**할 일:** 아래 목록에서 "handle" 문자열이 들어 있는 줄을 모두 돌려주세요. 대소문자를 구분합니다.

[모음에서 가져온 목록]
%%
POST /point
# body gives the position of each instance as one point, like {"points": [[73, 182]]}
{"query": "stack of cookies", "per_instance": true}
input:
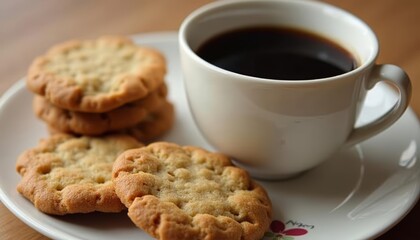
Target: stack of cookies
{"points": [[96, 87], [104, 98]]}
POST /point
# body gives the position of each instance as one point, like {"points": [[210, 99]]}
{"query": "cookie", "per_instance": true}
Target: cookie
{"points": [[184, 192], [66, 174], [154, 125], [125, 116], [96, 75]]}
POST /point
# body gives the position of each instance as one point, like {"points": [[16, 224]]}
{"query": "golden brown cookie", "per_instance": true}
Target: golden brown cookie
{"points": [[96, 75], [125, 116], [154, 125], [183, 192], [66, 174]]}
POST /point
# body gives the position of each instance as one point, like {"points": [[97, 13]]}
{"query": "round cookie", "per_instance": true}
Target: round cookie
{"points": [[125, 116], [66, 174], [184, 192], [150, 128], [96, 75], [154, 125]]}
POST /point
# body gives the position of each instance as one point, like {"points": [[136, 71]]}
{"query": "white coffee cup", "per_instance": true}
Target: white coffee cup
{"points": [[279, 128]]}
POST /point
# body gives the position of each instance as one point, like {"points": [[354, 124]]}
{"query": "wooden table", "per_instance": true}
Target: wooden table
{"points": [[28, 28]]}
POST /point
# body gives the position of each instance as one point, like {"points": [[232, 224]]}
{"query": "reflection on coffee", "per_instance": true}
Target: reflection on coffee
{"points": [[277, 53]]}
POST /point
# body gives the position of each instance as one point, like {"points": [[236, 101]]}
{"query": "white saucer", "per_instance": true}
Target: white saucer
{"points": [[358, 194]]}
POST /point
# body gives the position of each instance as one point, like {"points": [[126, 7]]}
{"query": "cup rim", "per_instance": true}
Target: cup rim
{"points": [[199, 12]]}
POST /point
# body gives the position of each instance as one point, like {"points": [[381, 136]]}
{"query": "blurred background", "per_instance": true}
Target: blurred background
{"points": [[29, 27]]}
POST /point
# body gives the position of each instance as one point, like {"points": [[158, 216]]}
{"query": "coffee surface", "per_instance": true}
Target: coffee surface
{"points": [[277, 53]]}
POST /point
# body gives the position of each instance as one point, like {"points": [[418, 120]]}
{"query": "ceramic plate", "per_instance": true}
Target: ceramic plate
{"points": [[357, 194]]}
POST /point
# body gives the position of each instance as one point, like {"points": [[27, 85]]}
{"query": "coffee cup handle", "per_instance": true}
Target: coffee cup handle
{"points": [[396, 76]]}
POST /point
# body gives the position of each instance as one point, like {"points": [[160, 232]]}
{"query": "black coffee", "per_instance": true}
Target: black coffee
{"points": [[277, 53]]}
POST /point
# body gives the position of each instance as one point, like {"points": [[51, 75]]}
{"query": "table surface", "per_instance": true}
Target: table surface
%%
**답변:**
{"query": "coffee cup handle", "per_instance": true}
Target: coffee cup handle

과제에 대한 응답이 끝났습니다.